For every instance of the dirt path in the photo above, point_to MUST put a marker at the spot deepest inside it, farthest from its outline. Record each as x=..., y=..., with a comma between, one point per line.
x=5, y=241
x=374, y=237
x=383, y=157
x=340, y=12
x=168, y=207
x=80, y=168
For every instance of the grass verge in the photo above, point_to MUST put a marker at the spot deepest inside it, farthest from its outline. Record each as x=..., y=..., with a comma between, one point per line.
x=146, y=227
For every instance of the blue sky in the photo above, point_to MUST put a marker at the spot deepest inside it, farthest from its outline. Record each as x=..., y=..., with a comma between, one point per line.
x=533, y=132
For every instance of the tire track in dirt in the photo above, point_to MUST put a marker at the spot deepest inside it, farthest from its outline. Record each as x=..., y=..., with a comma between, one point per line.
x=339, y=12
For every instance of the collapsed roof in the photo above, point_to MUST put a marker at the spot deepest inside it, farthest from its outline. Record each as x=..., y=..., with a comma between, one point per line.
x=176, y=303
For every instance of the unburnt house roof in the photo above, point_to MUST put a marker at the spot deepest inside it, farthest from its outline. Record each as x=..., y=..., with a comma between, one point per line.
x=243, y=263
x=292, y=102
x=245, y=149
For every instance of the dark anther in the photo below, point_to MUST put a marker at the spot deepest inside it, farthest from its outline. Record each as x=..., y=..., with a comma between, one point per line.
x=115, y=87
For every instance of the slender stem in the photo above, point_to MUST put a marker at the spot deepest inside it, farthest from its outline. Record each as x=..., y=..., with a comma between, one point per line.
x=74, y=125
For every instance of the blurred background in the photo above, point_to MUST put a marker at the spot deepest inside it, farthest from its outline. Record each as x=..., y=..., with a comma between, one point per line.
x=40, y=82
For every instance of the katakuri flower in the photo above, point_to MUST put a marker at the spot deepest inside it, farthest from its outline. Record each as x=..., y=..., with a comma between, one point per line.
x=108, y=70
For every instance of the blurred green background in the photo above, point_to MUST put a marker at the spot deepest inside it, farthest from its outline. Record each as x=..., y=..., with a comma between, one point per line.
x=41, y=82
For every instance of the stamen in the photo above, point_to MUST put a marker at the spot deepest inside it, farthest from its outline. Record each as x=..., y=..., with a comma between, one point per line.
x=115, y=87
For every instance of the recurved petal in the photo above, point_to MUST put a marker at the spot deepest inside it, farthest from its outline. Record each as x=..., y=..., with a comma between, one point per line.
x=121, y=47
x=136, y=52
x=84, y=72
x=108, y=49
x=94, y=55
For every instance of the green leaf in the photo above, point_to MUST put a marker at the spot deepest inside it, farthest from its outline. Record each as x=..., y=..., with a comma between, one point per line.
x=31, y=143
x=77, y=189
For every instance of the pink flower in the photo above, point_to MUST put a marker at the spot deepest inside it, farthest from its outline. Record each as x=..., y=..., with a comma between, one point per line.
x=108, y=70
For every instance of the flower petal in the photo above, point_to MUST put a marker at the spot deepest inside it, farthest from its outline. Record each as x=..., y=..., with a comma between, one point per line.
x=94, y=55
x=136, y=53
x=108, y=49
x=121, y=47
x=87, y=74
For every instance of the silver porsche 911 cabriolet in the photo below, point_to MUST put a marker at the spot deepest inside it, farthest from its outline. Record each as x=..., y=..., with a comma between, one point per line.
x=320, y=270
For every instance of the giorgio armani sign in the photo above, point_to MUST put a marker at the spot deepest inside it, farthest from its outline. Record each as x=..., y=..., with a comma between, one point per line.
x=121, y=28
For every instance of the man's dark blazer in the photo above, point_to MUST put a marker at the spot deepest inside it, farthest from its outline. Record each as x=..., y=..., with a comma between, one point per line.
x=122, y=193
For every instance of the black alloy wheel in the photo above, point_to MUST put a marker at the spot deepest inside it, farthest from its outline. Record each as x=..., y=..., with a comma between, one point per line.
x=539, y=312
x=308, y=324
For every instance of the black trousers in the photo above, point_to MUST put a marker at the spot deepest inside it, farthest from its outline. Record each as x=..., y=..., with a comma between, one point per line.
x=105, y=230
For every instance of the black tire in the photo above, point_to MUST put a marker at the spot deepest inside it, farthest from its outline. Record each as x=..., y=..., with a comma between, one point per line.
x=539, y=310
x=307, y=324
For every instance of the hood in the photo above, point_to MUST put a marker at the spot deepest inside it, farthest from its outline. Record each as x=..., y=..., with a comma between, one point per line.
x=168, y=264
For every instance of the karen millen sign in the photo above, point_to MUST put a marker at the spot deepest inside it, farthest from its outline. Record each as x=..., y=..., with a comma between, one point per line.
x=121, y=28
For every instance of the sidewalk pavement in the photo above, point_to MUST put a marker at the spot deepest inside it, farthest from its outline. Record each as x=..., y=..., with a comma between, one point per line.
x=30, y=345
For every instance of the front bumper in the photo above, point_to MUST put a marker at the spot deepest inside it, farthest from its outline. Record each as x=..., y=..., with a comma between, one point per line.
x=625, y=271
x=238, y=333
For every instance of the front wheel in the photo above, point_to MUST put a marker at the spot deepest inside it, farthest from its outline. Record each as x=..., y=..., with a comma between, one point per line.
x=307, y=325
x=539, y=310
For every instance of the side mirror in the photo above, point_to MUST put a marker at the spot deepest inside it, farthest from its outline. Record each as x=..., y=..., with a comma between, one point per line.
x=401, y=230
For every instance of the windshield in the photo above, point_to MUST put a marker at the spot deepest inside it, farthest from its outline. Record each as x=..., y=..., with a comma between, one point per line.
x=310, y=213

Work item: Each record above should be repeated exactly as it appears.

Solution to this problem:
For every instance of the dirt path in the photo above, point_to MUST put a marker at the spot deepest inside it, farthest from its outline. Record each as x=..., y=..., with a comma between, one point per line.
x=5, y=241
x=374, y=237
x=383, y=157
x=340, y=12
x=168, y=207
x=80, y=168
For every instance of the grass verge in the photo above, point_to MUST put a marker at the spot deepest inside it, farthest from its outline. Record each as x=..., y=..., with a comma between, one point per line.
x=146, y=227
For every instance of the blue sky in the photo above, point_to MUST put a marker at the spot deepest inside it, farthest from its outline. Record each as x=..., y=..., with a comma between, one point per line.
x=533, y=132
For every instance of the tire track in dirt in the photo above, point_to MUST put a marker at the spot deepest inside it, farthest from its outline. Record each as x=..., y=..., with a comma between, one point per line.
x=339, y=12
For every instance of the collapsed roof in the photo above, point_to MUST put a marker at the spot deepest inside it, farthest from its outline. Record each as x=..., y=..., with a comma between, one point per line.
x=176, y=303
For every instance of the unburnt house roof in the photo above, point_to MUST put a marker at the spot deepest inside it, farthest from its outline. Record each as x=..., y=..., with a comma between, one point per line.
x=243, y=263
x=292, y=102
x=245, y=149
For every instance of the dark anther in the photo below, point_to MUST put a marker at the spot deepest inside it, farthest from its outline. Record each as x=..., y=..., with a comma between, one point per line.
x=115, y=87
For every instance of the slender stem in the photo above, point_to MUST put a marker at the spot deepest inside it, farthest from its outline. Record each as x=..., y=..., with a comma between, one point per line.
x=74, y=125
For every instance of the blurred background in the photo above, point_to MUST put a marker at the spot deepest inside it, farthest from its outline. Record each as x=..., y=..., with a comma between, one point per line.
x=40, y=82
For every instance of the katakuri flower in the photo above, point_to MUST put a marker at the spot deepest inside it, farthest from its outline. Record each as x=..., y=..., with a comma between, one point per line.
x=108, y=70
For every instance of the blurred green background in the photo above, point_to MUST put a marker at the spot deepest inside it, farthest from its outline. Record each as x=..., y=..., with a comma between, one point per line.
x=41, y=82
For every instance of the stamen in the photo above, point_to MUST put a marker at the spot deepest inside it, farthest from its outline. Record each as x=..., y=..., with a comma between, one point per line.
x=115, y=87
For every instance of the recurved petal in the photo above, point_to MUST put a marker at the spot deepest inside it, farthest from its outline. Record each as x=..., y=..., with a comma between, one point per line.
x=121, y=47
x=136, y=52
x=84, y=72
x=108, y=49
x=94, y=55
For every instance of the green leaf in the photo above, point_to MUST put a marker at the spot deepest inside it, farthest from its outline. Record each as x=..., y=..., with a comma between, one point per line.
x=31, y=143
x=77, y=189
For every instance of the pink flower in the photo above, point_to MUST put a marker at the spot deepest inside it, farthest from its outline. Record each as x=..., y=..., with a comma between, one point per line.
x=108, y=70
For every instance of the flower petal in the photo above, point_to MUST put a marker at the spot deepest inside it, farthest from its outline. Record each as x=..., y=..., with a comma between, one point per line.
x=94, y=55
x=136, y=53
x=108, y=49
x=121, y=47
x=87, y=74
For every instance of the silver porsche 911 cabriolet in the photo below, point_to MUST put a marker at the spot deepest inside it, farthest from its outline. Record each as x=..., y=..., with a comma between, one point per line.
x=320, y=270
For every instance of the giorgio armani sign in the photo above, point_to MUST put a marker at the spot deepest inside it, farthest from its outline. Record each as x=..., y=..., with a comma between, one point per line.
x=121, y=28
For every instance of the man's dark blazer in the photo above, point_to MUST put a marker at the spot deepest inside it, farthest from its outline. Record each as x=..., y=..., with a comma between, one point per line.
x=122, y=193
For every instance of the black alloy wheel in the photo above, point_to MUST put a marker at the spot deepest inside it, farthest from its outline. Record each as x=..., y=..., with a comma between, one point per line.
x=539, y=312
x=308, y=324
For every instance of the black trousers in the photo above, point_to MUST put a marker at the spot deepest inside it, farthest from its outline. Record each as x=..., y=..., with a comma between, one point per line.
x=105, y=230
For every instance of the black tire in the photo above, point_to MUST put a marker at the spot deepest inside it, farthest from its outline. Record each as x=..., y=..., with a comma between, one point per line.
x=539, y=310
x=307, y=324
For every instance of the hood in the photo above, point_to MUST put a marker at the spot deepest inside it, farthest from its outline. Record each as x=..., y=..., with a comma between, one point per line.
x=168, y=264
For every instance of the karen millen sign in the photo above, point_to MUST put a marker at the spot deepest inside it, farthest from its outline. Record each as x=..., y=..., with a comma between, one point per line.
x=121, y=28
For every instance of the sidewalk pavement in the photo above, point_to MUST put a marker at the spot deepest inside it, farthest from its outline. Record each as x=..., y=..., with a comma between, one point per line.
x=30, y=345
For every instance of the front bumper in the photo above, point_to MUST put a marker at the spot deepest inside it, farthest from its outline. Record each as x=..., y=..., with a comma between, one point per line.
x=625, y=271
x=238, y=333
For every instance of the front wheel in the photo above, point_to MUST put a marker at the spot deepest inside it, farthest from its outline. Record each as x=..., y=..., with a comma between, one point per line.
x=307, y=325
x=539, y=310
For every instance of the side mirror in the photo above, point_to MUST put a marker at the spot deepest inside it, farthest from its outline. Record each as x=..., y=..., with a comma between, one point per line.
x=401, y=230
For every instance of the windshield in the photo above, point_to MUST put a marker at the spot deepest inside it, farthest from its outline. Record each as x=..., y=..., with a comma between, one point per line.
x=310, y=213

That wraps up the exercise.